» **TASK STATEMENT**
Only the lines from the one containing "the metal staircase." to the end of the data are wanted; print them exactly as they appear.

» **EXERCISE MATERIALS**
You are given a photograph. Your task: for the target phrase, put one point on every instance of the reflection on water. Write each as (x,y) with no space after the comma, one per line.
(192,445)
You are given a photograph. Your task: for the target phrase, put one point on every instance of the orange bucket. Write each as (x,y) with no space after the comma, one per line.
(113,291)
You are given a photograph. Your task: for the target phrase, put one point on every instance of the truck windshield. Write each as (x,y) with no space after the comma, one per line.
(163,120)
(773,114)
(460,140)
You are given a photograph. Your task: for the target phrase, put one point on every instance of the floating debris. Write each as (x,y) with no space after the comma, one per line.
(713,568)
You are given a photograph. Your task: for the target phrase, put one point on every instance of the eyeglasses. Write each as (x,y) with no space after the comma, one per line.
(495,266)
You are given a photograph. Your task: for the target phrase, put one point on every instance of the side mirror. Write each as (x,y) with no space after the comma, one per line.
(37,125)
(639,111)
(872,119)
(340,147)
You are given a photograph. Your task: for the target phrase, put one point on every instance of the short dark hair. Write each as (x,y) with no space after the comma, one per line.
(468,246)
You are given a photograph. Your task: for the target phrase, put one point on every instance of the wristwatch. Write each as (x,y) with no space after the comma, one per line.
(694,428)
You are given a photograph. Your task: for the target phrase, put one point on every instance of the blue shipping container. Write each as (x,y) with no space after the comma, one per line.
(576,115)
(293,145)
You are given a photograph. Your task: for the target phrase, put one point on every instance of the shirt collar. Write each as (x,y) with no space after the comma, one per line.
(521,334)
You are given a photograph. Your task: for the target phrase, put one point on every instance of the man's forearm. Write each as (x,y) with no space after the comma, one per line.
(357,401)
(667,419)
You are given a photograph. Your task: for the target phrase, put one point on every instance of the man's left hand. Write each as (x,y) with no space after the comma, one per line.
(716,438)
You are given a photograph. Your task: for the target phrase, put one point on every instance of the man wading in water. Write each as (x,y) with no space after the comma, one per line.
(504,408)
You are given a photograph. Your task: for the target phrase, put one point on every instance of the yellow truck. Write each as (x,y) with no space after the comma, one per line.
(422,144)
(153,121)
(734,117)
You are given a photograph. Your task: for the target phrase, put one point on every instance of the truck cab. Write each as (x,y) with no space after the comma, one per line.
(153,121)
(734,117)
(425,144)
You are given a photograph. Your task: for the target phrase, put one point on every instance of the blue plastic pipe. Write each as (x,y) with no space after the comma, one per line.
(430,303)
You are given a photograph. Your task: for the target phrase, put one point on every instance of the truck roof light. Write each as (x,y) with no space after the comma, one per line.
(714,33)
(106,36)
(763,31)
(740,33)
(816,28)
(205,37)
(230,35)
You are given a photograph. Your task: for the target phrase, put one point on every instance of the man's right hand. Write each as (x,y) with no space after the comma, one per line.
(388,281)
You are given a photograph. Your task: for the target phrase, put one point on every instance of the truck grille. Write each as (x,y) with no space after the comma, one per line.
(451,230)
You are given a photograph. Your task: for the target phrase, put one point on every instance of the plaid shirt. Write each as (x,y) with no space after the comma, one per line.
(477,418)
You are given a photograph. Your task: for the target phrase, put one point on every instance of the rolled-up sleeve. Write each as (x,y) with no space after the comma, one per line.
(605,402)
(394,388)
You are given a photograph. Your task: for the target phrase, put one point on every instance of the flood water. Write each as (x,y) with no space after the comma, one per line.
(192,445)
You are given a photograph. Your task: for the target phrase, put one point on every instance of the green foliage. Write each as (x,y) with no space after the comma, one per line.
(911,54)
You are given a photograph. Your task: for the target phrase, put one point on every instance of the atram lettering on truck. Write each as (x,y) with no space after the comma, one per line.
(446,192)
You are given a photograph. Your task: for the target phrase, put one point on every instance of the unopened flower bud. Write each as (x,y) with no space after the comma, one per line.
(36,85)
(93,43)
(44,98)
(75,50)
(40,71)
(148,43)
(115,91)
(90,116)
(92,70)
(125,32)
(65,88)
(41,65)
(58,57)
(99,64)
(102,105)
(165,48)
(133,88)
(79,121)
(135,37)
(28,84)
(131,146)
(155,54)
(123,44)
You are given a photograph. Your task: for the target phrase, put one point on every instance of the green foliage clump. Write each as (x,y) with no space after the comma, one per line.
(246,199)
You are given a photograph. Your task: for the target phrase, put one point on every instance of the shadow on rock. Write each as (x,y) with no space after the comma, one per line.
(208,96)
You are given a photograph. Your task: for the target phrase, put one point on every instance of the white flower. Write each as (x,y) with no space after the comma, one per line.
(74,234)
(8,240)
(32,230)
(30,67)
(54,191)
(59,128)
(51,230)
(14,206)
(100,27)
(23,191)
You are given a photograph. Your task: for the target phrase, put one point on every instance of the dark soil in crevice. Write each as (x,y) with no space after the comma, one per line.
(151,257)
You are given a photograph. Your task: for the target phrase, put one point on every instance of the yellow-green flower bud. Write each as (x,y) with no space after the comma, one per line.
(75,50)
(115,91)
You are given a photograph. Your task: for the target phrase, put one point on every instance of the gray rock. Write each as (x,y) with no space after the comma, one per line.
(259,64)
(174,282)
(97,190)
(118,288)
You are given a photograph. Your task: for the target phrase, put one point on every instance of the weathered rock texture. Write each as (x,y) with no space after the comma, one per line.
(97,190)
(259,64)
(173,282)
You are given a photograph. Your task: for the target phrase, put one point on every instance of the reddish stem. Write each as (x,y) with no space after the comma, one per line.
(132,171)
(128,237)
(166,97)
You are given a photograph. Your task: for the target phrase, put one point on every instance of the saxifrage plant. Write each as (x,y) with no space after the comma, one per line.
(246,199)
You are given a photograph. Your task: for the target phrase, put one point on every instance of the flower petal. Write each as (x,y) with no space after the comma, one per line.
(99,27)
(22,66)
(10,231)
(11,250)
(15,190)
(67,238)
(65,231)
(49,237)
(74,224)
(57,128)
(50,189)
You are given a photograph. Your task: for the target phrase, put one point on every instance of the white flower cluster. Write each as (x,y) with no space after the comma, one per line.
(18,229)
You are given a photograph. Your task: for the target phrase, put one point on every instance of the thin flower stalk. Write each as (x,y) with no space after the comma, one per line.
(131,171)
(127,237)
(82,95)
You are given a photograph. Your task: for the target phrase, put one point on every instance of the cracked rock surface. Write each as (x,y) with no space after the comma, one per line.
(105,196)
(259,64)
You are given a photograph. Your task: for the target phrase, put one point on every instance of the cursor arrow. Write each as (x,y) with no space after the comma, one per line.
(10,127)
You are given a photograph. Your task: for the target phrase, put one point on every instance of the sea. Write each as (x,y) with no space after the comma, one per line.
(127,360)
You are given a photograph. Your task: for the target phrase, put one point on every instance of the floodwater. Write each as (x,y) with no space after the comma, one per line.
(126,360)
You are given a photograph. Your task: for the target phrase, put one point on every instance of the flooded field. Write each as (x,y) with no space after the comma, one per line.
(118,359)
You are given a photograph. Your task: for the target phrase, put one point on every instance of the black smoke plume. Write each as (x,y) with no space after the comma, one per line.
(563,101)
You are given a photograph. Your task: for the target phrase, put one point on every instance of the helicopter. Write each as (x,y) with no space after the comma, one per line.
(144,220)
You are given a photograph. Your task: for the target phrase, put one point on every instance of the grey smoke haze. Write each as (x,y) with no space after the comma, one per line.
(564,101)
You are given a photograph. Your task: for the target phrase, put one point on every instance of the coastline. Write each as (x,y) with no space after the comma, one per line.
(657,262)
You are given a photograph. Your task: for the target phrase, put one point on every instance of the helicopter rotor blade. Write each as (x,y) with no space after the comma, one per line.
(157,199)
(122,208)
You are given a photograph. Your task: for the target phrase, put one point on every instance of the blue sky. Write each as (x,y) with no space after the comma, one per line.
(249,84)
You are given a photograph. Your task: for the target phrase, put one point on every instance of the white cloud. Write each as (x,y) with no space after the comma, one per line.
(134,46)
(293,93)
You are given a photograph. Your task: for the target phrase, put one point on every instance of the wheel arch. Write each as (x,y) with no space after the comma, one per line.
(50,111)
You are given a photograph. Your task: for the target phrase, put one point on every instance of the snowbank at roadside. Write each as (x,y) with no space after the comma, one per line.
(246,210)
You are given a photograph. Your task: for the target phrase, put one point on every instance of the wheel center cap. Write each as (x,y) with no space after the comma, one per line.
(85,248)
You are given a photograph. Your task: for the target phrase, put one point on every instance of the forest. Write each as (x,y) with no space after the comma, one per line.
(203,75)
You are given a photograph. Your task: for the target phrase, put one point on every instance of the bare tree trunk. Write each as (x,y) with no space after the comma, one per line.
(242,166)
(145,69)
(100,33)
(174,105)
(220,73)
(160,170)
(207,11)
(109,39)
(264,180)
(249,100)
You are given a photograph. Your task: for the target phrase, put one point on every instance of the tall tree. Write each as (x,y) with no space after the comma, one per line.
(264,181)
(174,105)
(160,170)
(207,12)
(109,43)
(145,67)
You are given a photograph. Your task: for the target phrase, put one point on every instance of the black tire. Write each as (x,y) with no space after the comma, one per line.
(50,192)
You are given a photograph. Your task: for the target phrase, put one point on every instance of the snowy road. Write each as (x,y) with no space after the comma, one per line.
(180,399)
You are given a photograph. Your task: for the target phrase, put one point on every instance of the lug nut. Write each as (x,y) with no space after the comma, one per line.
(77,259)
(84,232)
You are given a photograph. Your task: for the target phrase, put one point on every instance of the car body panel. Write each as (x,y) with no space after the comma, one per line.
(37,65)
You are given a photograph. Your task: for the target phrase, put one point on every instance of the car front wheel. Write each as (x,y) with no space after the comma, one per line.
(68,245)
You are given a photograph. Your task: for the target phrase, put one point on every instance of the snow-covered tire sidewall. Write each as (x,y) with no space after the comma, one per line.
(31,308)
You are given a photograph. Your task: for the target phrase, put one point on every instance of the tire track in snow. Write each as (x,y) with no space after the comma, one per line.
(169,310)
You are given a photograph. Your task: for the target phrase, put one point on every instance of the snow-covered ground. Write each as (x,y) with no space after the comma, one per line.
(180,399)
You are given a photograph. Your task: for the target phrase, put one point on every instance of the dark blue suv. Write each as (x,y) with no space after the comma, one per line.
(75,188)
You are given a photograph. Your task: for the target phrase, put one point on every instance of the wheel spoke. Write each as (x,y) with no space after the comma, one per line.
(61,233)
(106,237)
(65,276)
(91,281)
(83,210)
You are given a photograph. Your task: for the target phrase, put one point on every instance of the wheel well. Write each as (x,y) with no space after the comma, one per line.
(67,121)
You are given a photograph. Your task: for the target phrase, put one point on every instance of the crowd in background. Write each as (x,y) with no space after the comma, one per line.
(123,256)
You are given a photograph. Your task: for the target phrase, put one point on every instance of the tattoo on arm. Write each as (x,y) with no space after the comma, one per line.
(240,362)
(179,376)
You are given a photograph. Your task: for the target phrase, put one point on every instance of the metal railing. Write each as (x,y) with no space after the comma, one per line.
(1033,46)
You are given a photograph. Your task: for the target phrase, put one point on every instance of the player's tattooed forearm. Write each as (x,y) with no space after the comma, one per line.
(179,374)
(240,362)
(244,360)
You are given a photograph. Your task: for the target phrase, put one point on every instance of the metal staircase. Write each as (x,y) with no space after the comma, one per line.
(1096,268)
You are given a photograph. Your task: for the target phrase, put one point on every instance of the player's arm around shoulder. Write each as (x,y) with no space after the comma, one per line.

» **RESULT OF THIS TASK**
You are given a photograph. Your task: for the target phrase, put one point on every instance of the metal staircase. Write each as (x,y) with no space after the comma, one per line.
(1096,268)
You are given a photograph. Your task: for the target phrase, put one point on every instance of the player's arm around shoulder. Write each as (x,y) with no space after the comma, one per line.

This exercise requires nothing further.